=== Working data ===

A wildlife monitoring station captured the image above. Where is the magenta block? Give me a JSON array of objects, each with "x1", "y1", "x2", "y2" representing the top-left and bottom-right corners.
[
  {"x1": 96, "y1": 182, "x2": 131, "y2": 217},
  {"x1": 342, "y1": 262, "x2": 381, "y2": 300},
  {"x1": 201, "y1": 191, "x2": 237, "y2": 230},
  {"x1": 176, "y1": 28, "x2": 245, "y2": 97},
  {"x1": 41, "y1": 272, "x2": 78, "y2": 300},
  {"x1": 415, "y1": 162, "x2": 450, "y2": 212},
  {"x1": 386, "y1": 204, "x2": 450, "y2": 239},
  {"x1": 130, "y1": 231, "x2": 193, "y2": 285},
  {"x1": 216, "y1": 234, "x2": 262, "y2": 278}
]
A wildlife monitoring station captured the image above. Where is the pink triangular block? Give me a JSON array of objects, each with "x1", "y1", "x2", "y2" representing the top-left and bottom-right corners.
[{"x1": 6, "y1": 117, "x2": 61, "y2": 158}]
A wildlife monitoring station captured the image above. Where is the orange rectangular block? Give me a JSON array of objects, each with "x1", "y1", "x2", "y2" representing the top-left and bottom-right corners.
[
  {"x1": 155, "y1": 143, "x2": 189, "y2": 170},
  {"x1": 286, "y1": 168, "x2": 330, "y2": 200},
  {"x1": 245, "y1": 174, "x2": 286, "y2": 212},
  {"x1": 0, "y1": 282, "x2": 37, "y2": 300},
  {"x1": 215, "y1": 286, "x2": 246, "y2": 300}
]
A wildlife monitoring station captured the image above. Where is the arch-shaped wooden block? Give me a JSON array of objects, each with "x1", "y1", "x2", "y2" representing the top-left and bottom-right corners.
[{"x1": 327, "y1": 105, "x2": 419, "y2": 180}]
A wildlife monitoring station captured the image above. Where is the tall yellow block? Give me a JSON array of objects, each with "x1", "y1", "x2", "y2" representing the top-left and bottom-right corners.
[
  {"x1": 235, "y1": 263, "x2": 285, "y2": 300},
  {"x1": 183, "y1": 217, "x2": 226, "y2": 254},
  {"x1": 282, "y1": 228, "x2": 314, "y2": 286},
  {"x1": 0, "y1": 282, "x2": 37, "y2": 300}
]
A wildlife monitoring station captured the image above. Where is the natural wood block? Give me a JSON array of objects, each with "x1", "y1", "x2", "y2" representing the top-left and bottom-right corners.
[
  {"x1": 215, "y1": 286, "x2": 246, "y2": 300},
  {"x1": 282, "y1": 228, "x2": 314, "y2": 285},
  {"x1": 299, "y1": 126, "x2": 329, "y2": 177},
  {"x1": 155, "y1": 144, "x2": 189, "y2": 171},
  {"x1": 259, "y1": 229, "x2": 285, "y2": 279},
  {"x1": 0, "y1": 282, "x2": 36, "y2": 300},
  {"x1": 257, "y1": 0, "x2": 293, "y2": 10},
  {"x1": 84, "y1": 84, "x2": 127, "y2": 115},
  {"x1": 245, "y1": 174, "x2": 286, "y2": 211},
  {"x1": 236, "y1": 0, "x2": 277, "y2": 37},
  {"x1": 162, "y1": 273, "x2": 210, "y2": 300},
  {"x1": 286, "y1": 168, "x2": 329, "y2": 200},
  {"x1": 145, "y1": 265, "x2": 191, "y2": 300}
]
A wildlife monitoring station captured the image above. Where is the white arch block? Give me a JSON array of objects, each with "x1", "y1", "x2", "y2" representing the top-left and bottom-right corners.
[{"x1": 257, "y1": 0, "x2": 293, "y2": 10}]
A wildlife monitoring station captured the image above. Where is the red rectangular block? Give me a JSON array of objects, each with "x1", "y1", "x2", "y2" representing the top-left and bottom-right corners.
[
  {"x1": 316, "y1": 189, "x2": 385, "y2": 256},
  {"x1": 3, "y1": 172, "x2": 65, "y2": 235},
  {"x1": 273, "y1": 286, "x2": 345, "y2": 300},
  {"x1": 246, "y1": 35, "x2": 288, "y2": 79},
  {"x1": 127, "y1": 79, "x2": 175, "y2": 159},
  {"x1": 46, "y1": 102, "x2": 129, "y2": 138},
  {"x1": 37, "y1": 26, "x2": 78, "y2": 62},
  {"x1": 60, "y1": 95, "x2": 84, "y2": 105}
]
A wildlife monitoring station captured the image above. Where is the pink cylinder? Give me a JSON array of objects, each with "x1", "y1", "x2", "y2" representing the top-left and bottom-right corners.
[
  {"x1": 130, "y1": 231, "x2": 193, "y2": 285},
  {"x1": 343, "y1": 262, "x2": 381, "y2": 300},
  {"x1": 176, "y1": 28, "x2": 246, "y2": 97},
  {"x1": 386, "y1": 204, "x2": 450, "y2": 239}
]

===

◆ **What is being asked**
Each line above should appear again, reproduced exactly.

◆ **Written response**
A wildlife monitoring station captured the image above. Where is the magenta block? Give me a JSON array of objects, each with "x1", "y1", "x2", "y2" representing the top-left and bottom-right corners.
[
  {"x1": 96, "y1": 182, "x2": 131, "y2": 217},
  {"x1": 342, "y1": 262, "x2": 381, "y2": 300},
  {"x1": 201, "y1": 191, "x2": 237, "y2": 230},
  {"x1": 176, "y1": 28, "x2": 245, "y2": 97},
  {"x1": 41, "y1": 272, "x2": 78, "y2": 300},
  {"x1": 415, "y1": 162, "x2": 450, "y2": 212},
  {"x1": 386, "y1": 204, "x2": 450, "y2": 239},
  {"x1": 130, "y1": 231, "x2": 193, "y2": 285},
  {"x1": 216, "y1": 234, "x2": 262, "y2": 278}
]
A wildlife monitoring station captured the image above. Where is the pink triangular block? Give me a JSON array of objects, each with "x1", "y1", "x2", "y2" representing the top-left and bottom-right corners.
[{"x1": 6, "y1": 117, "x2": 61, "y2": 158}]
A wildlife monitoring station captured the image above. Where is the orange rectangular block? Give me a JSON array of objects, each with "x1", "y1", "x2", "y2" representing the top-left and bottom-right corners.
[
  {"x1": 155, "y1": 143, "x2": 189, "y2": 170},
  {"x1": 286, "y1": 168, "x2": 330, "y2": 200},
  {"x1": 245, "y1": 174, "x2": 286, "y2": 212},
  {"x1": 0, "y1": 282, "x2": 37, "y2": 300},
  {"x1": 215, "y1": 286, "x2": 246, "y2": 300}
]
A wildlife monitoring station captured the image above. Where is the arch-shaped wooden block? Give me a JSON array of objects, each with "x1", "y1", "x2", "y2" representing the top-left and bottom-right corners.
[{"x1": 327, "y1": 105, "x2": 419, "y2": 180}]
A wildlife monitoring station captured the image above. Where is the tall yellow block? Give me a JSON array of objects, each with "x1", "y1", "x2", "y2" representing the top-left and bottom-right corners.
[
  {"x1": 235, "y1": 263, "x2": 285, "y2": 300},
  {"x1": 183, "y1": 217, "x2": 226, "y2": 254},
  {"x1": 282, "y1": 228, "x2": 314, "y2": 286},
  {"x1": 0, "y1": 282, "x2": 37, "y2": 300}
]
A wildlife monitoring station captured the image above. Where is the natural wood block? Give me a JSON array of objects, each with "x1", "y1", "x2", "y2" representing the top-left and bottom-right corners.
[
  {"x1": 215, "y1": 286, "x2": 246, "y2": 300},
  {"x1": 282, "y1": 228, "x2": 314, "y2": 285},
  {"x1": 299, "y1": 126, "x2": 329, "y2": 177},
  {"x1": 155, "y1": 144, "x2": 189, "y2": 171},
  {"x1": 259, "y1": 229, "x2": 285, "y2": 279},
  {"x1": 0, "y1": 282, "x2": 36, "y2": 300},
  {"x1": 257, "y1": 0, "x2": 293, "y2": 10},
  {"x1": 84, "y1": 84, "x2": 127, "y2": 115},
  {"x1": 245, "y1": 174, "x2": 286, "y2": 211},
  {"x1": 236, "y1": 0, "x2": 277, "y2": 37},
  {"x1": 162, "y1": 273, "x2": 210, "y2": 300},
  {"x1": 286, "y1": 168, "x2": 329, "y2": 200},
  {"x1": 145, "y1": 265, "x2": 191, "y2": 300}
]
A wildlife monitoring station captured the image above. Where is the white arch block? Give me a JSON array of objects, each with "x1", "y1", "x2", "y2" representing the top-left and bottom-right corners.
[{"x1": 257, "y1": 0, "x2": 293, "y2": 10}]
A wildlife monitoring station captured the image above. Where is the red rectangular block? Give me a JSON array of objects, each with "x1", "y1", "x2", "y2" representing the top-left and bottom-right corners.
[
  {"x1": 316, "y1": 189, "x2": 385, "y2": 256},
  {"x1": 3, "y1": 172, "x2": 65, "y2": 235},
  {"x1": 273, "y1": 286, "x2": 345, "y2": 300},
  {"x1": 246, "y1": 35, "x2": 288, "y2": 79},
  {"x1": 127, "y1": 79, "x2": 175, "y2": 159},
  {"x1": 46, "y1": 102, "x2": 129, "y2": 138},
  {"x1": 37, "y1": 26, "x2": 78, "y2": 62},
  {"x1": 60, "y1": 95, "x2": 84, "y2": 105}
]
A wildlife monitoring station captured the image above. Where is the pink cylinder? Give me a JSON array of objects, each with "x1", "y1", "x2", "y2" representing the top-left and bottom-right corners.
[
  {"x1": 130, "y1": 231, "x2": 193, "y2": 285},
  {"x1": 343, "y1": 262, "x2": 381, "y2": 300},
  {"x1": 176, "y1": 28, "x2": 246, "y2": 97},
  {"x1": 386, "y1": 204, "x2": 450, "y2": 239}
]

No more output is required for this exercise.